- What you have to do: Express the records below as a two-column CSV with the header row record_text,answer and one row per record. Put each record's text and its answer in its own quoted field, replace line breaks with spaces, and omit the pictures.

- Records for the task:
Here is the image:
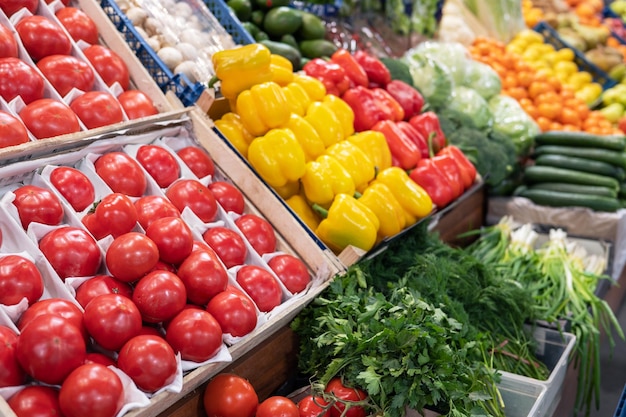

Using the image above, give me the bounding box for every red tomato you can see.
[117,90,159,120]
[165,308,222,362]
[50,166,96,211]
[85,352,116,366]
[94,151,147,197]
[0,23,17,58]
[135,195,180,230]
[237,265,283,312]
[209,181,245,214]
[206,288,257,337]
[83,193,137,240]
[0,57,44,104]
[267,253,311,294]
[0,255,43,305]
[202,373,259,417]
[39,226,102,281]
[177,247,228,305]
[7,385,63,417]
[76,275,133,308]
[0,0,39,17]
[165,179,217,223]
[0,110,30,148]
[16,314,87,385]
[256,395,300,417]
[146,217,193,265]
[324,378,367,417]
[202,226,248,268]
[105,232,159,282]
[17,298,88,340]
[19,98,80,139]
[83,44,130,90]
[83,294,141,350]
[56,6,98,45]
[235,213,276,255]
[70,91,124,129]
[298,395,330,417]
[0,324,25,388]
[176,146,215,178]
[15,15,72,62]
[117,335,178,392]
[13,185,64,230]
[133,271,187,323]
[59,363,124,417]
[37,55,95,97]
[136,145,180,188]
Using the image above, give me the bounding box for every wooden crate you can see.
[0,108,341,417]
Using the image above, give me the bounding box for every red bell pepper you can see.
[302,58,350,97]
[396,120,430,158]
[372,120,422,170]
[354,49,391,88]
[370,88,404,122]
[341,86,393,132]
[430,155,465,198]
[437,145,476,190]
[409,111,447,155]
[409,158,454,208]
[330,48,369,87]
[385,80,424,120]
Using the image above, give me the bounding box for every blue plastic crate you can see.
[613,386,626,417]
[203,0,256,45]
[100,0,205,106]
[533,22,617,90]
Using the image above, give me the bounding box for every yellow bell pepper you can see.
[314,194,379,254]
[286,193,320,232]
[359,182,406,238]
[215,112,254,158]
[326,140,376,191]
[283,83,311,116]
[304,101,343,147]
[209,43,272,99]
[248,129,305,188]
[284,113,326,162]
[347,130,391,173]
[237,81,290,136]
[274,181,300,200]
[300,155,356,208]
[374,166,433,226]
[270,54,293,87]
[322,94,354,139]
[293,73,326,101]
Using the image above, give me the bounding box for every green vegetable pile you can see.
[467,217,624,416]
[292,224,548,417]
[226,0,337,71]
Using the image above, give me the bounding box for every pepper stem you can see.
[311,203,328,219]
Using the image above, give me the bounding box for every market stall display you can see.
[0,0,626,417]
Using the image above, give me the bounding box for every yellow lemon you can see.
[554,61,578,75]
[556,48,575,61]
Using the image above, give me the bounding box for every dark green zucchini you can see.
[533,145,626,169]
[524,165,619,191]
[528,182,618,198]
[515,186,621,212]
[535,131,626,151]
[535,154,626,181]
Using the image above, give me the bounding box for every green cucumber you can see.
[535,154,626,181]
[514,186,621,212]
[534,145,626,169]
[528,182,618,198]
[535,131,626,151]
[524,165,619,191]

- Answer for this exercise:
record_text,answer
"Here is the image: Using the image above, give me the bounding box for every red tomato you can see.","[117,90,159,120] [165,308,222,362] [50,166,96,211] [85,352,116,366] [94,151,147,197] [0,23,17,58] [135,195,180,230] [237,265,283,312] [209,181,245,214] [206,288,257,337] [83,193,137,240] [0,57,44,104] [267,253,311,294] [0,255,43,305] [202,373,259,417] [39,226,102,281] [177,247,228,305] [7,385,63,417] [76,275,133,308] [0,0,39,17] [165,179,217,223] [0,110,30,148] [16,314,87,385] [256,395,300,417] [146,217,193,265] [324,378,367,417] [202,226,248,268] [105,232,159,282] [17,298,88,340] [19,98,80,139] [83,44,130,90] [83,294,141,350] [56,6,98,45] [235,213,276,255] [70,91,124,129] [298,395,330,417] [0,324,25,388] [176,146,215,178] [15,15,72,62] [117,335,178,392] [13,185,64,230] [133,271,187,323] [59,363,124,417] [37,55,95,97] [136,145,180,188]"
"Using the image above, give me the bounding box for every wooden crate you can see.","[0,108,341,417]"
"Using the image above, give me the bounding box for every red bell pepper you can see.","[302,58,350,97] [396,120,430,158] [372,120,422,170] [354,49,391,88] [370,88,404,122] [341,86,393,132] [430,155,465,198] [437,145,476,190] [409,111,447,155] [409,158,454,208] [330,48,369,87] [385,80,424,120]"
"Using the image above, give me the bounding box for every blue plastic crate you can see.","[613,386,626,417] [203,0,256,45] [100,0,205,106] [533,22,617,90]"
"Using the image above, give me the bounding box for every yellow bell pepper you can see.","[314,194,379,254] [286,193,320,232] [359,182,406,238] [215,112,254,158] [326,140,376,191] [283,83,311,116] [304,101,343,147] [209,43,272,99] [248,129,305,188] [284,113,326,162] [347,130,391,173] [237,81,290,136] [274,181,300,200] [300,155,356,208] [374,166,433,226] [270,54,293,87] [322,94,354,139] [293,73,326,101]"
"Using the image above, give me the bounding box for every green vegetable pile you can see.","[467,217,624,416] [292,224,548,417] [226,0,337,71]"
"Using the image above, give me the bounding box for every pepper stem you can see.","[311,203,328,219]"
"Using the image above, give me the bounding box for every market stall display you can see.","[0,0,626,417]"
"Using the image above, give me the bounding box for every yellow lemon you can see.","[554,61,578,75] [556,48,575,61]"
"Using the image above, give me the bounding box for every dark green zucchini you can see.","[533,145,626,169] [524,165,619,191] [528,182,618,198] [515,186,621,212] [535,131,626,151] [535,154,626,181]"
"Using the image above, give me the bounding box for every green cucumber you can see.","[535,154,626,181] [514,186,621,212] [534,145,626,169] [528,182,618,198] [535,131,626,151] [524,165,619,191]"